--- Start of Quoted passage ---

Amit Gupta, Solido CEO, explained: “We have been focused on ML for variation-aware design for the past seven years and are expanding that into other areas. The first area is characterisation, but we are getting demand from customers to expand into other areas within EDA.”

Sorin Dobre, senior director of technology at Qualcomm, points to an expansion of ML across more of the tasks needed at the physical-design level. “At 10nm and 7nm, we see a lot of process variation. You have to validate across multiple process corners.”

The problem that faces physical-verification teams is the number of combinations of temperature, transistor speeds and voltage that require checking under brute-force methods. “The question is to how to get good quality results without an explosion in process corners. ML can bring a 10x improvement in productivity.”

One area where RTL verification teams have seen success with ML methods is in eliminating some of the dumb verification cycles that concern ARM’s designers. Harry Foster, chief scientist at Mentor, now a subsidiary of Siemens, says. “Can I minimise the number of tests and still achieve a reasonable level of coverage? There are papers on that and it is a technique now being applied in the industry.”

--- End of Quoted passage ---

Complete the following
**1)** In the passage on machine learning in chip design, what improvement in productivity can ML bring?
**2)** Do these statements agree with the passage on machine learning in chip design? Answer yes or no for each, and quote the deciding words. (a) Solido has worked on ML for variation-aware design for seven years. (b) Mentor is a subsidiary of Qualcomm. (c) Sorin Dobre is the CEO of Qualcomm.

--- Start of Recorded data ---

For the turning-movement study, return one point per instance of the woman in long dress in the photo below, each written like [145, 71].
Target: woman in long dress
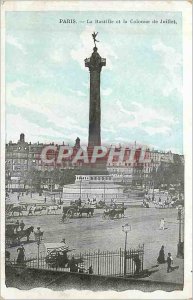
[161, 257]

--- End of Recorded data ---

In response
**1)** A 10x improvement in productivity.

**2)**
(a) Yes: "We have been focused on ML for variation-aware design for the past seven years"
(b) No: "Mentor, now a subsidiary of Siemens"
(c) No: "Sorin Dobre, senior director of technology at Qualcomm"